**WORK REQUIRED:**
Look through the records and copy each line that has "below" in it.

----------------

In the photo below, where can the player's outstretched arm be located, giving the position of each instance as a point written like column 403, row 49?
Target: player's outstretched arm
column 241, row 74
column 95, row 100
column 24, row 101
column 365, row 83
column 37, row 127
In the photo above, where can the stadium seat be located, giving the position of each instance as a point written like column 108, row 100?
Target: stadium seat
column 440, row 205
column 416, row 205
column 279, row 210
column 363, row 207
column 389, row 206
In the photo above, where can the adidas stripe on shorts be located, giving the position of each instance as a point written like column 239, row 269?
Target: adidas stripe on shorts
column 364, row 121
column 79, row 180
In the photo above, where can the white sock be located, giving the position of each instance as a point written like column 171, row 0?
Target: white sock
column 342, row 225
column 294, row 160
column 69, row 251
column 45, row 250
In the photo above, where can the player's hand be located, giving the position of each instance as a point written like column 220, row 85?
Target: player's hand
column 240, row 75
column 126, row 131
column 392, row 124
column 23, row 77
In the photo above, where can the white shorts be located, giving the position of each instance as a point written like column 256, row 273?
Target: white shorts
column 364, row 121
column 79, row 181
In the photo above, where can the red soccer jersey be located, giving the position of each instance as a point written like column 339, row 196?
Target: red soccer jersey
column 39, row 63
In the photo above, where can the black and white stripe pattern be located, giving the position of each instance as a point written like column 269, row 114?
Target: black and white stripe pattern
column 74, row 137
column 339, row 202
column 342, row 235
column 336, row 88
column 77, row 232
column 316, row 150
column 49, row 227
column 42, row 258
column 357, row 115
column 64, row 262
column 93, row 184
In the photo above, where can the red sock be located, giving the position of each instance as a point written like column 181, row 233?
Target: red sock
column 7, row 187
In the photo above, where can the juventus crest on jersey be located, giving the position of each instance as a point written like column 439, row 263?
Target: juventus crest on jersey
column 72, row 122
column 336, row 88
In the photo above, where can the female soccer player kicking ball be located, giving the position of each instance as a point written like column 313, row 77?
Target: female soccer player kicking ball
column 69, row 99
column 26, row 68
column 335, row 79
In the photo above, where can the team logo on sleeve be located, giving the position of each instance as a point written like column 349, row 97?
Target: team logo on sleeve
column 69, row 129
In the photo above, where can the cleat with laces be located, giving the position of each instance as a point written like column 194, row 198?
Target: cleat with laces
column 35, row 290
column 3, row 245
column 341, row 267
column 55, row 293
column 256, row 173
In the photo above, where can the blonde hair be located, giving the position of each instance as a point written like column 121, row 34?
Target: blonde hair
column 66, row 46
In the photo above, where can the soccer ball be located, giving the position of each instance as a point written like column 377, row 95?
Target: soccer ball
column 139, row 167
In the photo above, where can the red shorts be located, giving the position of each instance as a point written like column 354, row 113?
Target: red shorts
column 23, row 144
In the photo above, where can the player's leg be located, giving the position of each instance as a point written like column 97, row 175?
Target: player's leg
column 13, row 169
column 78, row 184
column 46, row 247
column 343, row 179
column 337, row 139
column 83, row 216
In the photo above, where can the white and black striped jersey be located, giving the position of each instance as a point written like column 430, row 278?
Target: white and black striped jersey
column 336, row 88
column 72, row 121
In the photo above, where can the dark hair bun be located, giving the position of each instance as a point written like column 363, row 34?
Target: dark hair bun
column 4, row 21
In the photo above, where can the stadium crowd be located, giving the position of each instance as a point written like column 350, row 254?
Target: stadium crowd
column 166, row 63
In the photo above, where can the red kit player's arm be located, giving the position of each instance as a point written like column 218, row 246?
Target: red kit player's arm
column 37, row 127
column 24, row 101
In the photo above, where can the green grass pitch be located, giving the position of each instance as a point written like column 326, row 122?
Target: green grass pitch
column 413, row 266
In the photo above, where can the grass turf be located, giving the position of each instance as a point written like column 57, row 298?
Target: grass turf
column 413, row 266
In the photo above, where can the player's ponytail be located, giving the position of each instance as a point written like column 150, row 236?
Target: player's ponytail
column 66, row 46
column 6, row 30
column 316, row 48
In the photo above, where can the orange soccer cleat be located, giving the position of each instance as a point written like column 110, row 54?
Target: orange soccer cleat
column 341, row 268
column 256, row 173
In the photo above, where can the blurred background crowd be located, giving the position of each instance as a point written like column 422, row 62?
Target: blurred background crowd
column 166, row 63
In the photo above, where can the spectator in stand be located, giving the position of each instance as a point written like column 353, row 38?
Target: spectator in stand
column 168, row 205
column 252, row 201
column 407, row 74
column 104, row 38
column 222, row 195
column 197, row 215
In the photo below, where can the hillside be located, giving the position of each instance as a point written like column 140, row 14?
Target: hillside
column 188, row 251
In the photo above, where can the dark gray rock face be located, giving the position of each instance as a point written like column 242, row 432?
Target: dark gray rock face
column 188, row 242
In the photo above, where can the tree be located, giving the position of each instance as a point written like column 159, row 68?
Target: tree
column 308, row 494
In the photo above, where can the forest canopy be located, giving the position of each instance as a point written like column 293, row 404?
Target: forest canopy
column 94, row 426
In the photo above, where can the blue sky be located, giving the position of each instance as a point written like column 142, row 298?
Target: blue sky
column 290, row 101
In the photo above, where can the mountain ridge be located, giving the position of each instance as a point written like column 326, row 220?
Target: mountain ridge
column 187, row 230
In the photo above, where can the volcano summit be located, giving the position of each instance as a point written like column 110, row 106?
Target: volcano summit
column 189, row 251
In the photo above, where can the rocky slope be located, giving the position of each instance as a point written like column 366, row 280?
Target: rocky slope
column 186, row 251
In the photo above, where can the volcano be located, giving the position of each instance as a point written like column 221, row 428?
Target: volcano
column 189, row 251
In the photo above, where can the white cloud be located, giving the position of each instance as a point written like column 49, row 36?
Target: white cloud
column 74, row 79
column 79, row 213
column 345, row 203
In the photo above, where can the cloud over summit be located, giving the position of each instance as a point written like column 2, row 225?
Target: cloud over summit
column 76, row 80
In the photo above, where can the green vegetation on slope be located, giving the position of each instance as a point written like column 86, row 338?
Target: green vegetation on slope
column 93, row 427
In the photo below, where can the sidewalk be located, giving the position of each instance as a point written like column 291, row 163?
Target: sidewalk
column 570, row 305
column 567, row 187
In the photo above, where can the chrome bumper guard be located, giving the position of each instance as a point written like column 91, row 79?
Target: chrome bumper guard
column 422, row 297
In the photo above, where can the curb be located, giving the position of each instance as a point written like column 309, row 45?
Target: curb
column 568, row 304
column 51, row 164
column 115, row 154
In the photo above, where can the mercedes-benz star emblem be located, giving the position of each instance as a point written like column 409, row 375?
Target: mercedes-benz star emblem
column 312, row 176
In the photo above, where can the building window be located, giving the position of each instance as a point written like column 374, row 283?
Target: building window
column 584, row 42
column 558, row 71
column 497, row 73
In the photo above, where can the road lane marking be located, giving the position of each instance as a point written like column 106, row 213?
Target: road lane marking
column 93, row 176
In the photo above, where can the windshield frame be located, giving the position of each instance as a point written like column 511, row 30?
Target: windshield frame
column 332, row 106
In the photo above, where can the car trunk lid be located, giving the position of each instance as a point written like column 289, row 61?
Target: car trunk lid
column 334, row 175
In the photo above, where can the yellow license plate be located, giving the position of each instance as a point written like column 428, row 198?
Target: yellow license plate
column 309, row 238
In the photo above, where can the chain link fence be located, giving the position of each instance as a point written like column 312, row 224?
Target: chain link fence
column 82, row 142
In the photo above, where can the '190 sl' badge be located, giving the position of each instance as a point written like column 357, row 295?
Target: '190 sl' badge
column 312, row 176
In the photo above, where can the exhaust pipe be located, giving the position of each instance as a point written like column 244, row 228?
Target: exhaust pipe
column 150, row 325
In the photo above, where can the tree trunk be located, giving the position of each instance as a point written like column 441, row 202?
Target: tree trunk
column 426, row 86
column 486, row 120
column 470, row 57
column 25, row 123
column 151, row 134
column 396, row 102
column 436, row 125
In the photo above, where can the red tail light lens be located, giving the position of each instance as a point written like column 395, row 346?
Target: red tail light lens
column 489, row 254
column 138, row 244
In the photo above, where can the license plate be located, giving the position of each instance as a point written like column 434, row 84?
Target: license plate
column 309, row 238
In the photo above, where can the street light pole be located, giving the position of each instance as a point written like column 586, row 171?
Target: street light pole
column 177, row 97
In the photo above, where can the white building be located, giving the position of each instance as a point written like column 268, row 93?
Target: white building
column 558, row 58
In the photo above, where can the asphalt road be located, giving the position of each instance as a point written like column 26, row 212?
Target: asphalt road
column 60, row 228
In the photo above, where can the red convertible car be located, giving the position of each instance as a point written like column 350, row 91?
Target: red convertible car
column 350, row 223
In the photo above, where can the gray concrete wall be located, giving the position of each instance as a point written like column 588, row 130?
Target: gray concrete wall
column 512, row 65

----------------

**RESULT FOR THIS TASK:**
In the photo below, where can the player's outstretched arm be located, giving the position of each instance as a point written like column 403, row 49?
In the photo below, where can the hillside be located, giving the position of each instance as a point written like column 140, row 14?
In the photo below, where can the sidewalk be located, giving the position of each instance as a point written like column 291, row 163?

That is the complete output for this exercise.